Records shown
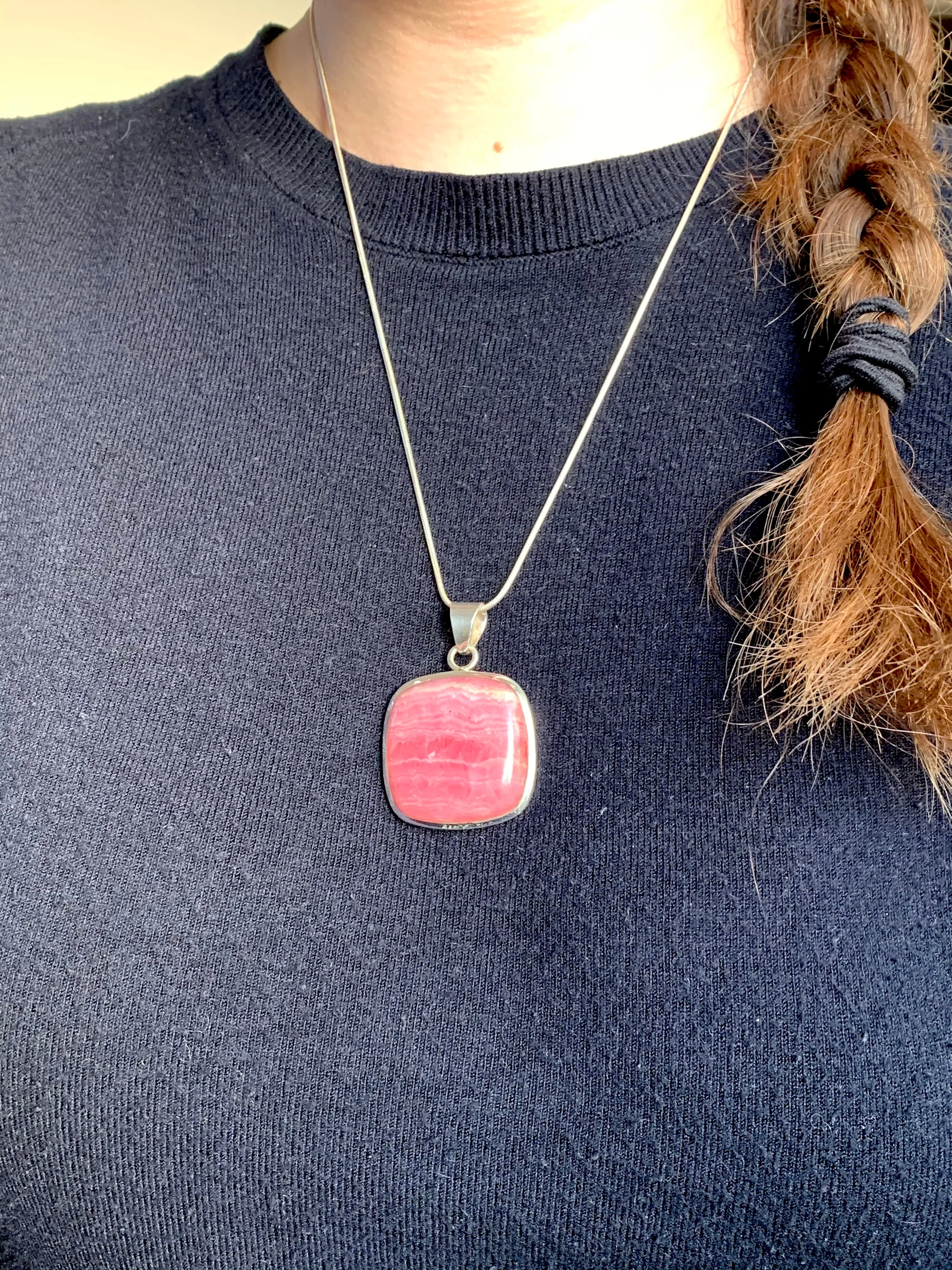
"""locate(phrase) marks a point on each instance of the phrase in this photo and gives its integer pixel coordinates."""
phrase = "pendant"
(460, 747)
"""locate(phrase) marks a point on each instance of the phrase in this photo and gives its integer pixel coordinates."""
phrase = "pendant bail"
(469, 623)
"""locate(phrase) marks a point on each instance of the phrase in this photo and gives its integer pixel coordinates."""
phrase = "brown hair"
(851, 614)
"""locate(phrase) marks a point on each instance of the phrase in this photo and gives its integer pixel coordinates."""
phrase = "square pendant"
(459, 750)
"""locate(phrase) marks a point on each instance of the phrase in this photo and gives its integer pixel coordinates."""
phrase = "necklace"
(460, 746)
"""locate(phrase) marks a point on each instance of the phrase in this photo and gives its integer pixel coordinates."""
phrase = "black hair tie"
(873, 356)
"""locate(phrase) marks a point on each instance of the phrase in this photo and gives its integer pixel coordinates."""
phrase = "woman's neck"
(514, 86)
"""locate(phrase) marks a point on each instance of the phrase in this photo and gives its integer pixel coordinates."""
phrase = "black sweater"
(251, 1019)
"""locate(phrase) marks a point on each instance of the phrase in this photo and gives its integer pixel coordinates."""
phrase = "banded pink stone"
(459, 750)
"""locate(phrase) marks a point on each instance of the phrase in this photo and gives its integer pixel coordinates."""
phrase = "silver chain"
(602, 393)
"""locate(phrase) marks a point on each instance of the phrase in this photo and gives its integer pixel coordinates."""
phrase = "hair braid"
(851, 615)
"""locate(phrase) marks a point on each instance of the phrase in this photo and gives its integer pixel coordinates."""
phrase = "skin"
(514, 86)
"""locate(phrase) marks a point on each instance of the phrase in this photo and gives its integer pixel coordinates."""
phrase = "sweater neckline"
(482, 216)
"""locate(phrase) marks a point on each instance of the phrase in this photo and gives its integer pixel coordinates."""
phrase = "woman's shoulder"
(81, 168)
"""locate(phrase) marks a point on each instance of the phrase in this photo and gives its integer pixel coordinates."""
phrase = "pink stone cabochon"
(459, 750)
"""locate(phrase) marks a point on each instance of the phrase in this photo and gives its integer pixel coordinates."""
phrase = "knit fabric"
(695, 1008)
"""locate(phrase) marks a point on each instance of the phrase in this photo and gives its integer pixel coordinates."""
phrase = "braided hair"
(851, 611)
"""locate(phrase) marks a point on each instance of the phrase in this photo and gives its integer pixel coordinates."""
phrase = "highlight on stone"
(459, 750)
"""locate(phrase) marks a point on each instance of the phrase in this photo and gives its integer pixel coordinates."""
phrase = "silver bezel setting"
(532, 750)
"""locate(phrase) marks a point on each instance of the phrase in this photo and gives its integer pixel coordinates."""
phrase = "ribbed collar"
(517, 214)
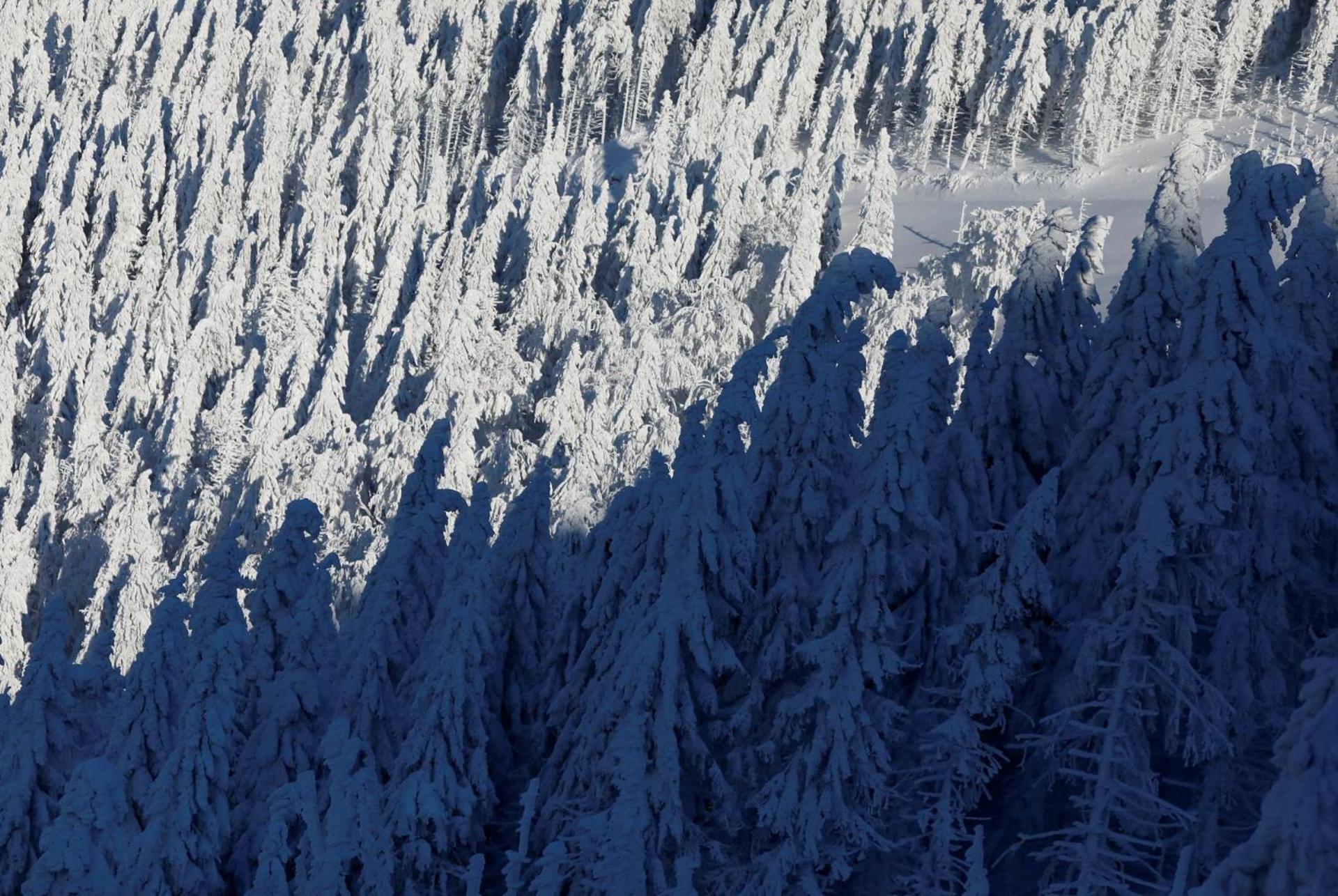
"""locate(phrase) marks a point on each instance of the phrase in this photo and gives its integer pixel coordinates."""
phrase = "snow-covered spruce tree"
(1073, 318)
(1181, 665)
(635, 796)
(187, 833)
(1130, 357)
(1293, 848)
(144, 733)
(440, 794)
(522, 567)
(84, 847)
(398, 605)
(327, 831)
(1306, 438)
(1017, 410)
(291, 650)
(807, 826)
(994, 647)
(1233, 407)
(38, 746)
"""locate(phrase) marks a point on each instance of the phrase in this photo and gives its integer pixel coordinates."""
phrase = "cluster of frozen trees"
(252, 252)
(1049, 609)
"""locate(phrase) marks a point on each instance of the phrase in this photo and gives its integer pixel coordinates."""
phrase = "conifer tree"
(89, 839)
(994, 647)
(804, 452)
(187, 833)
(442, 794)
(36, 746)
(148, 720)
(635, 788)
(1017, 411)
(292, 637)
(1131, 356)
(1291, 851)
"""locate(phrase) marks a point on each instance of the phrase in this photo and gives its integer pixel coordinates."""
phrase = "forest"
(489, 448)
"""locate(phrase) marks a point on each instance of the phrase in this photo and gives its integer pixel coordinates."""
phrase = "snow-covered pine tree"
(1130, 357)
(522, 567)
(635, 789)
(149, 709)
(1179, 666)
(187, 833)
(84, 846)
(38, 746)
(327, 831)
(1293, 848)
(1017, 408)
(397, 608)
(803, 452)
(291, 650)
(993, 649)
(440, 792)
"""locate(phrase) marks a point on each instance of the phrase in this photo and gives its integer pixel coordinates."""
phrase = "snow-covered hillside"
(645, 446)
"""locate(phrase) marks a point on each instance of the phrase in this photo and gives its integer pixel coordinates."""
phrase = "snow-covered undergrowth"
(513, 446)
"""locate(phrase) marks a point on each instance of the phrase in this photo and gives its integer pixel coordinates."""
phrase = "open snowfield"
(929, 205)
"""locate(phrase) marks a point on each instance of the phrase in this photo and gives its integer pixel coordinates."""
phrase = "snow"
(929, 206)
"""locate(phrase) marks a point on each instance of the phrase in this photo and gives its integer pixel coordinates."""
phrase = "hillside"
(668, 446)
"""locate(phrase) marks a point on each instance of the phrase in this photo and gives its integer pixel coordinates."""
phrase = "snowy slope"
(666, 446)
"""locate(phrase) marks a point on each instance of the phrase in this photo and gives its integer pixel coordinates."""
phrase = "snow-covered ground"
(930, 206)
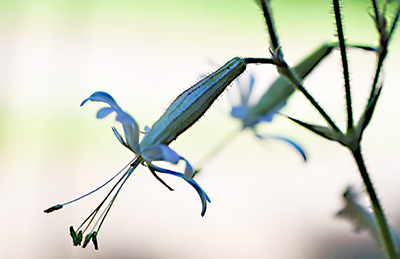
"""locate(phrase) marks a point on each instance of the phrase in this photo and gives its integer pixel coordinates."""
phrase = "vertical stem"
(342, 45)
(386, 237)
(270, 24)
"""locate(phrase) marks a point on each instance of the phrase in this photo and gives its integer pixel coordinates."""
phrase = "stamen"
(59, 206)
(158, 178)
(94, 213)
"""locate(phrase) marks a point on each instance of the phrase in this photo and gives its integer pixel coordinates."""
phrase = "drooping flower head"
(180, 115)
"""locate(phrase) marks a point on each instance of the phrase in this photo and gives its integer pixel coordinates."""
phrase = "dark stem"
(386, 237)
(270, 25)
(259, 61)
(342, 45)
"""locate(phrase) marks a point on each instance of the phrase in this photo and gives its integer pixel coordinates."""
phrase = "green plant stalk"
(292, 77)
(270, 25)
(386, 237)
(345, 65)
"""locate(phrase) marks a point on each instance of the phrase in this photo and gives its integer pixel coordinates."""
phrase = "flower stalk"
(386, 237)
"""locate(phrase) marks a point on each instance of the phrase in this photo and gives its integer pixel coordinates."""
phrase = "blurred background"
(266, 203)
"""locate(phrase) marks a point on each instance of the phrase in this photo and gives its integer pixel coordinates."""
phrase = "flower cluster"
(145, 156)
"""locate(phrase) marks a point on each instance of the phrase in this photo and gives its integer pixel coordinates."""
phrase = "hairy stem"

Written exercise
Collect and copy out each line in the data above that contains the string "hillside".

Result below
phrase = "snow-covered hillside"
phrase = "hillside"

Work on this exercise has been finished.